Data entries
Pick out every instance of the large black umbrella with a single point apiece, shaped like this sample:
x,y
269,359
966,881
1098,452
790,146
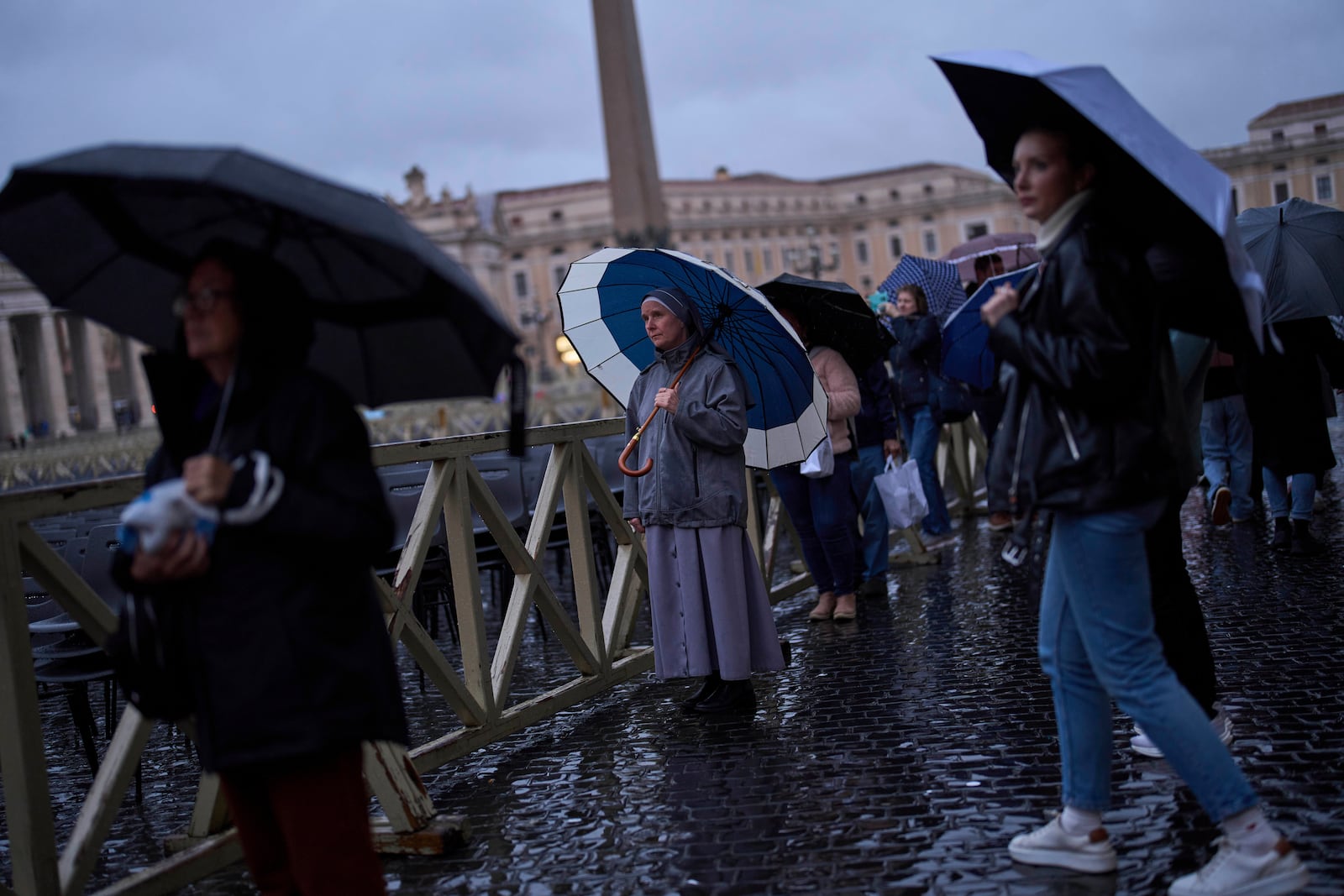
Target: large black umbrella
x,y
1299,249
111,231
1173,195
835,315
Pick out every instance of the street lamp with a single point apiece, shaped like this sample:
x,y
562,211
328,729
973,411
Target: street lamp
x,y
812,261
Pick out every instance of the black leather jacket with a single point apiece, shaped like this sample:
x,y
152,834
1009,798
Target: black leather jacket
x,y
1088,422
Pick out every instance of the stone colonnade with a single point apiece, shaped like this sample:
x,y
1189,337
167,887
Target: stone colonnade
x,y
54,378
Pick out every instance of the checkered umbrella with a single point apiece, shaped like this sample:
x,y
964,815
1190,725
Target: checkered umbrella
x,y
938,280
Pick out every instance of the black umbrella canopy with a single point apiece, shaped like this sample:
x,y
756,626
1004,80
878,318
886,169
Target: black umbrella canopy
x,y
111,233
1168,196
1299,249
835,315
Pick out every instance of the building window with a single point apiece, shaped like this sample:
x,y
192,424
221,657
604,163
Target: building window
x,y
976,228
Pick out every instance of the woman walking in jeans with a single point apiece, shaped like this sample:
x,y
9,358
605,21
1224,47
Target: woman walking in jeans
x,y
823,510
1086,434
916,359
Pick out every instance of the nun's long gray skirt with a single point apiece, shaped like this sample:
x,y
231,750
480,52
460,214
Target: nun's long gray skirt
x,y
711,611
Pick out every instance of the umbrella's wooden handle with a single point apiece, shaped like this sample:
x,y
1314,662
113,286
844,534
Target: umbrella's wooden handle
x,y
629,446
635,439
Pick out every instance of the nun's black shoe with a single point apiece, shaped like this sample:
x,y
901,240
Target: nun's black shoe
x,y
711,683
734,696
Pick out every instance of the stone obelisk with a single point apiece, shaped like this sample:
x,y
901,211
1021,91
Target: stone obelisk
x,y
640,217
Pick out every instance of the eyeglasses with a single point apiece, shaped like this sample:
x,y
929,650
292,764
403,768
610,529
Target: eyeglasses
x,y
202,301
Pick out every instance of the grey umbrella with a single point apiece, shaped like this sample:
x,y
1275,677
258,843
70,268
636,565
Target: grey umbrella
x,y
1299,249
111,231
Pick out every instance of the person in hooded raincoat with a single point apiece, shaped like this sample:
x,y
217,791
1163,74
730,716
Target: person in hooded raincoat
x,y
282,641
710,606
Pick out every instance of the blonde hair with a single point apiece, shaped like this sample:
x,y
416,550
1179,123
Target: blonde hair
x,y
916,293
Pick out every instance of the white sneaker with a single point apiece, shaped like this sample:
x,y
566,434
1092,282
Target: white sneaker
x,y
1054,846
1234,872
1144,746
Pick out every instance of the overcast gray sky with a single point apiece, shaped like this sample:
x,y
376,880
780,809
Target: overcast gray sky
x,y
503,93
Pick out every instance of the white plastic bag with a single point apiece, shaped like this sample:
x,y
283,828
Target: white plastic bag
x,y
822,463
902,493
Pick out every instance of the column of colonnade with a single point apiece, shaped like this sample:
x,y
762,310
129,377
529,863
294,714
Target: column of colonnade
x,y
93,394
33,376
13,418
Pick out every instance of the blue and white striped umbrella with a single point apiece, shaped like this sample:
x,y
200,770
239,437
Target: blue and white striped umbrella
x,y
940,281
600,308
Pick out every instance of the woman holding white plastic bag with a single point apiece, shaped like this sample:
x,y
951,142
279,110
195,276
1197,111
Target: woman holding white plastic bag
x,y
823,508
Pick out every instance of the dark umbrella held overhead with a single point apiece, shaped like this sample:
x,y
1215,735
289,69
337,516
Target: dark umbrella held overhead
x,y
109,233
835,315
1178,199
1299,249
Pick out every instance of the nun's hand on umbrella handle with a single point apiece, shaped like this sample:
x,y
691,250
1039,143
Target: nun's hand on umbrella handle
x,y
1000,304
629,446
207,477
186,555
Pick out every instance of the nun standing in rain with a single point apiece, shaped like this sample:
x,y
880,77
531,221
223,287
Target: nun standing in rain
x,y
711,613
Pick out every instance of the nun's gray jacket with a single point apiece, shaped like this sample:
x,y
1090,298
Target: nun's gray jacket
x,y
699,466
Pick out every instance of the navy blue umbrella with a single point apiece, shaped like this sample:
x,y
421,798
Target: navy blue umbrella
x,y
600,307
965,338
938,280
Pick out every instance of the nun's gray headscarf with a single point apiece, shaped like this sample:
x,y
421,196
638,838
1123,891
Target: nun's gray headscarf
x,y
679,304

Exercise goal: Do not copy the pictures, but repeat every line exactly.

Result for this exercise:
Pick out every instance of the large black umbrella with a single point apiece, shaped like this sample:
x,y
269,359
966,881
1098,452
790,146
Target: large black umbrella
x,y
1299,249
111,231
1173,195
835,315
Pick out every instance of the street lamp with a single point apiece, shaped like this sample:
x,y
562,211
328,729
973,411
Target: street lamp
x,y
812,261
Pick out every instance of the black leather jacket with a single point apiece, shaped like this sample:
x,y
152,834
1009,798
Target: black leather jacket
x,y
1088,422
Pick out every instance of the stone colonnade with a single point apiece, shaped like this sample:
x,y
1189,337
167,887
Target: stone colonnade
x,y
54,378
Pick out every instance of the checkered umbrella with a single point apiece, shaped like this sample:
x,y
964,815
1190,725
Target: checkered umbrella
x,y
938,280
Pick out every instance of the black umbrella canopy with a single point apiece, shaped like this sample:
x,y
756,626
1004,80
878,318
886,169
Target: black umbrella canopy
x,y
111,233
1168,196
1299,249
835,315
Pick out every instance of the building window with a single point apiece, shaped like this sample:
x,y
192,424
221,657
604,163
Target: building window
x,y
976,228
Pick out every instance of the woman walking in jeans with a single point apiece, shaped like this sample:
x,y
9,358
605,21
1224,47
Target: woman walking in jeans
x,y
823,510
1086,434
916,359
Pick out every instance of the nun's long gray skirt with a single point apiece, shaped like this sample:
x,y
231,750
480,52
460,214
Target: nun's long gray skirt
x,y
711,611
Pick out every instance of the umbrella's wooden handle with a single point apiece, shaped like this sample:
x,y
1314,662
113,286
844,534
Target: umbrella's wooden handle
x,y
629,446
635,439
Pick out every instance of the nun's black shoe with a single point apiece, shaped like this sample:
x,y
901,240
Target: nun's black shoe
x,y
711,683
734,696
Pick out every instance of the stone obelisk with a single point apiece, shaped like this sample:
x,y
901,211
1021,91
Target: stone obelisk
x,y
640,217
Pick out every instance of the eyeglasses with a single point apiece, shaped like this sample:
x,y
929,650
292,764
403,768
610,529
Target: eyeglasses
x,y
202,301
Pick out every instance of the grey umbrella with a single point apiece, shaped like this sample:
x,y
1275,677
258,843
70,268
636,565
Target: grey umbrella
x,y
1299,249
111,231
Pick out every instance of the person in hooded raincoat with a single point apiece, shaped like this sample:
x,y
217,791
1163,74
730,716
Target: person in hooded raincoat
x,y
282,641
710,606
Pick out every instance of the blonde hair with a single point apiece, shaped like this sample:
x,y
416,550
1179,123
Target: blonde hair
x,y
916,293
Pick out every instance of the white sneaker with a single point apiece, shaped like this sample:
x,y
566,434
1092,282
Target: white sneaker
x,y
1054,846
1234,872
1144,746
Pick out every instance of the overcast gray sky with a single point apiece, shaped like this sample:
x,y
376,880
780,809
Target: overcast gray sky
x,y
503,93
Pick out every instance of the white plastic bag with a single point apiece, shaped like this sample:
x,y
283,828
Target: white plastic bag
x,y
822,463
902,493
Pick out every instance of the column of colonnade with a single point apiece, shaped like this sample:
x,y
762,310
129,377
529,863
294,714
Target: column of colonnade
x,y
93,394
33,376
13,418
Pick out every instance of the blue and white striped umbrella with a single point apiece, shaped like this sample:
x,y
200,770
239,437
Target: blue and white striped umbrella
x,y
940,281
600,308
Pick out every instance of the woman holding white plastic bag with a single point apiece, shaped like this sample:
x,y
951,142
279,110
195,276
1197,111
Target: woman holding white plastic bag
x,y
823,508
Pick out every instance of the dark umbrella held overhead with a single point apiece, shaped like this sample:
x,y
1215,735
289,69
337,516
Target: dark umbrella held overhead
x,y
109,233
835,315
1178,199
1299,249
Pick out every instance of the nun's hand on umbrella handle with a single point apiece, shaped like this sample:
x,y
691,250
1039,143
Target: nun's hand on umbrella handle
x,y
1000,304
629,446
207,477
186,555
Pick out every instance of the nun standing in rain with a single point apiece, shaped like this sample:
x,y
880,77
531,221
223,287
Target: nun standing in rain
x,y
711,613
Pick out every instance of the nun's gray jacket with a single point apiece, shaped like this sample:
x,y
1090,298
Target: nun's gray jacket
x,y
699,466
Pick out every instance of the navy blue umbrella with a single point apiece, shaped like this sample:
x,y
421,798
Target: navy blue umbrella
x,y
600,307
965,338
938,280
Pick out every instance of the nun's gray headscarf with a single point apiece, shaped like this sample:
x,y
421,196
638,838
1123,891
Target: nun's gray headscarf
x,y
679,304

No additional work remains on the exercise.